**TRY IT:**
Starting at the line that contains "Show every lens", restate every line word for word through the end of the entries.

**EXTRACTED DATA:**
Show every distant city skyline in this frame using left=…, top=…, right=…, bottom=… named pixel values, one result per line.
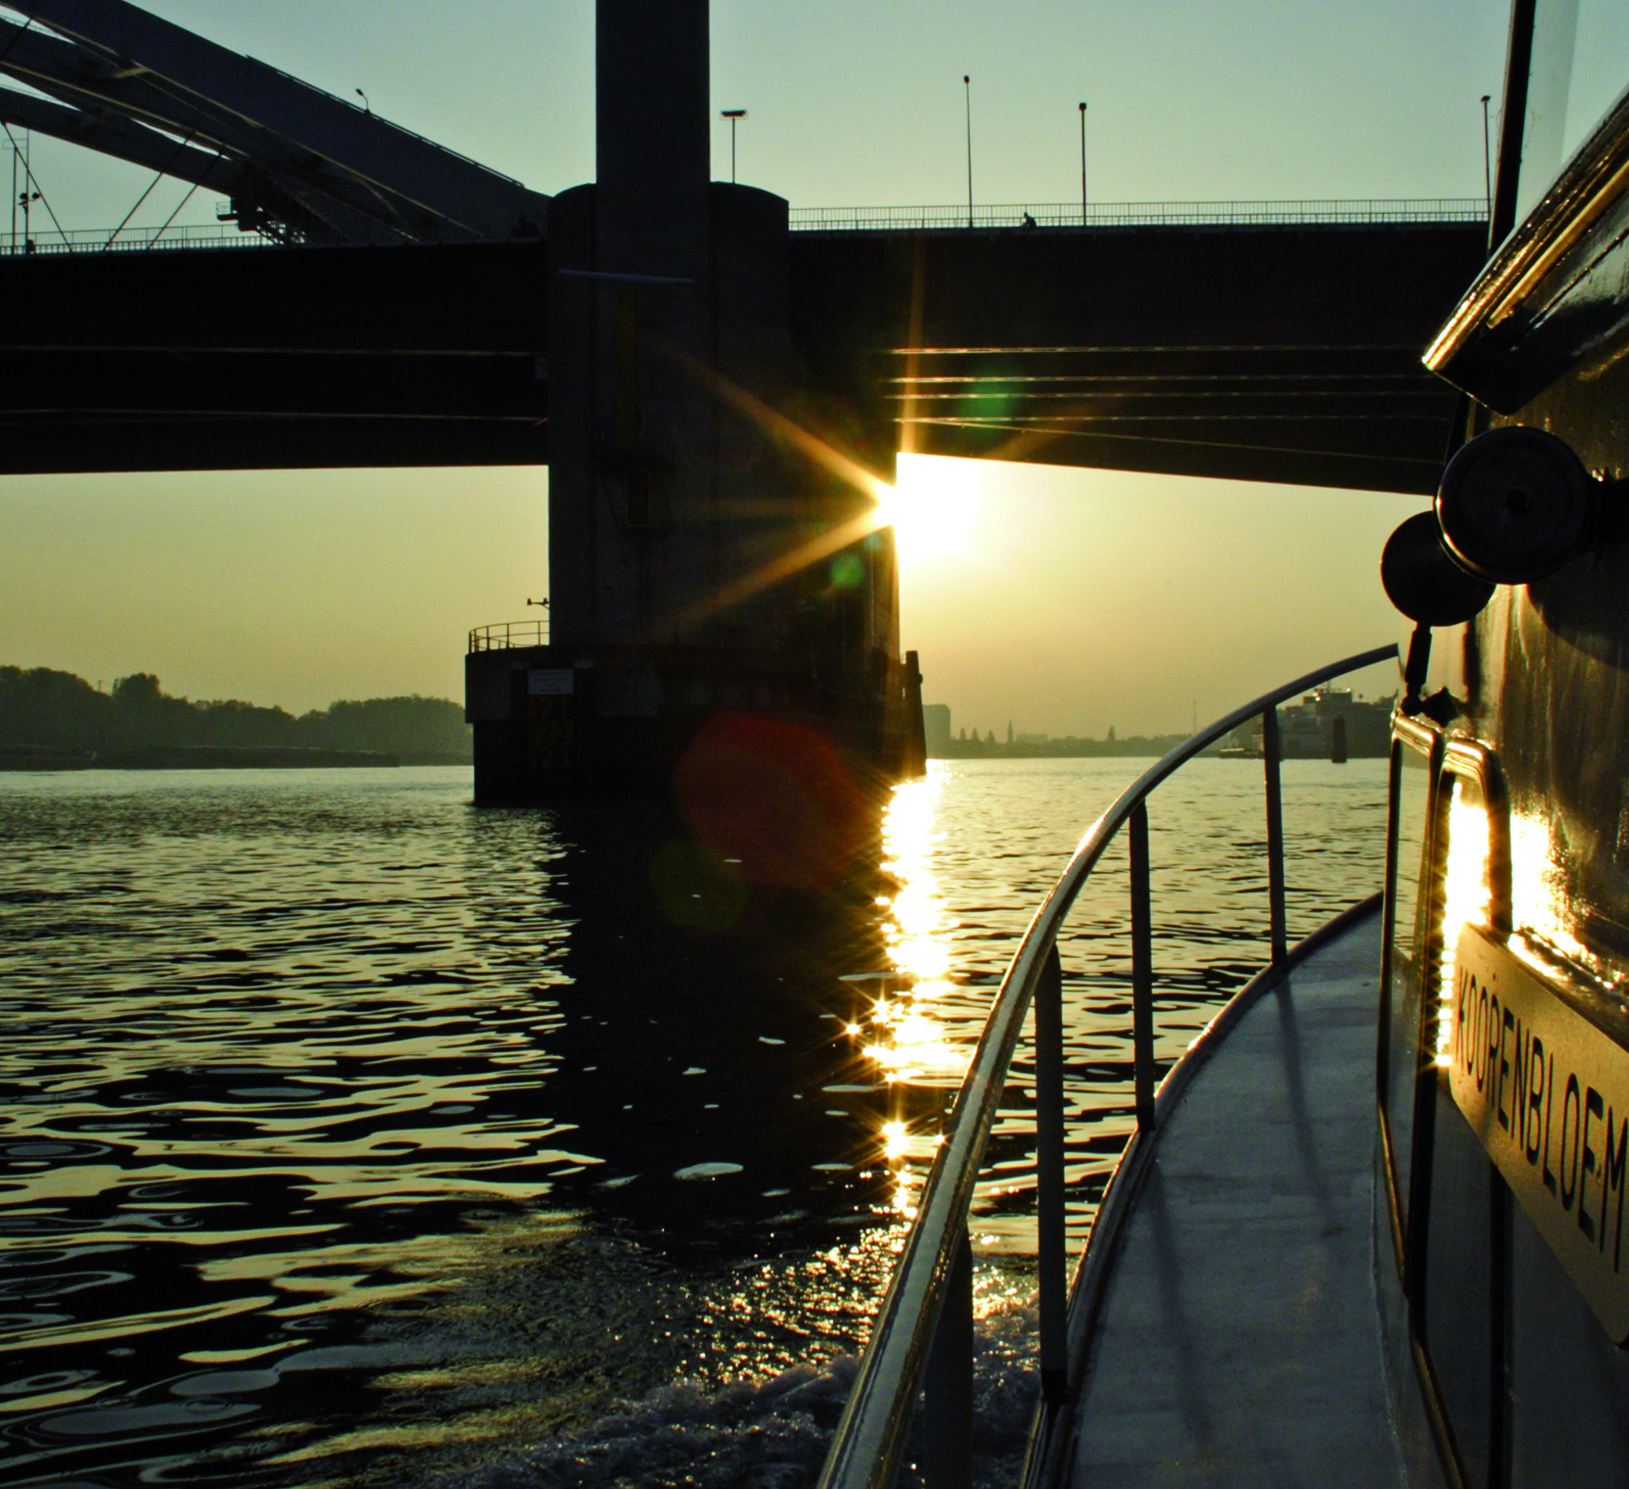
left=0, top=0, right=1511, bottom=735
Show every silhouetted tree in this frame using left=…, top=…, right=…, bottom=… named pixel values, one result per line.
left=298, top=695, right=470, bottom=755
left=1, top=665, right=471, bottom=759
left=0, top=666, right=111, bottom=750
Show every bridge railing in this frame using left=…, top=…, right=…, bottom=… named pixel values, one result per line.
left=1, top=223, right=275, bottom=255
left=0, top=199, right=1486, bottom=254
left=468, top=621, right=549, bottom=653
left=789, top=197, right=1488, bottom=232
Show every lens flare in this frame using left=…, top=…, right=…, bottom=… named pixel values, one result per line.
left=875, top=454, right=980, bottom=567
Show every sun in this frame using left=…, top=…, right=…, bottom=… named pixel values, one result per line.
left=874, top=454, right=981, bottom=566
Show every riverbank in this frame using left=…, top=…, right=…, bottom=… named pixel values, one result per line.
left=1, top=664, right=473, bottom=766
left=0, top=744, right=462, bottom=769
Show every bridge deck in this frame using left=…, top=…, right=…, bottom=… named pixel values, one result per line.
left=2, top=221, right=1481, bottom=486
left=1061, top=909, right=1406, bottom=1488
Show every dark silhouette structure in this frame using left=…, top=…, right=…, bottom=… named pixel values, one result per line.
left=0, top=0, right=1488, bottom=800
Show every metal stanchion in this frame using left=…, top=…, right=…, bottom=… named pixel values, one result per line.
left=923, top=1228, right=974, bottom=1489
left=1263, top=707, right=1287, bottom=965
left=1129, top=803, right=1155, bottom=1130
left=1035, top=943, right=1067, bottom=1402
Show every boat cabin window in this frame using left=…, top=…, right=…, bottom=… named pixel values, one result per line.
left=1510, top=0, right=1629, bottom=227
left=1383, top=733, right=1507, bottom=1242
left=1389, top=742, right=1433, bottom=985
left=1384, top=735, right=1435, bottom=1219
left=1434, top=771, right=1496, bottom=1060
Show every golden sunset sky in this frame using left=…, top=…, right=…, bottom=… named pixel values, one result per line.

**EXPECTED OUTPUT:**
Show every lens flare in this frame using left=…, top=…, right=…, bottom=… named pixel values, one result per line.
left=875, top=454, right=980, bottom=567
Show every sun in this frame using left=…, top=…, right=…, bottom=… named pixel values, one result per line.
left=874, top=454, right=981, bottom=566
Show every riverbank in this frame using left=…, top=…, right=…, bottom=… named pixel values, one result per line.
left=1, top=664, right=473, bottom=766
left=0, top=744, right=462, bottom=769
Show every bridge deck in this frame using left=…, top=…, right=…, bottom=… named pixel values, one result per line.
left=2, top=221, right=1481, bottom=486
left=1061, top=909, right=1406, bottom=1488
Show every dark silhouette structure in this frame using left=…, top=…, right=…, bottom=… named pixel values, one result per line.
left=0, top=0, right=1488, bottom=800
Show every metal stanchion in this frame using left=…, top=…, right=…, bottom=… named pixel values, one result per line.
left=923, top=1228, right=974, bottom=1489
left=1263, top=707, right=1287, bottom=965
left=1129, top=803, right=1155, bottom=1130
left=1035, top=943, right=1067, bottom=1402
Show every boat cabin window in this frame using left=…, top=…, right=…, bottom=… named pixel values, one result per line.
left=1510, top=0, right=1629, bottom=227
left=1383, top=733, right=1507, bottom=1242
left=1389, top=742, right=1433, bottom=985
left=1384, top=735, right=1435, bottom=1219
left=1434, top=771, right=1496, bottom=1060
Show every golden sunset sky in this frame using left=…, top=…, right=…, bottom=… named pixel values, one result per line.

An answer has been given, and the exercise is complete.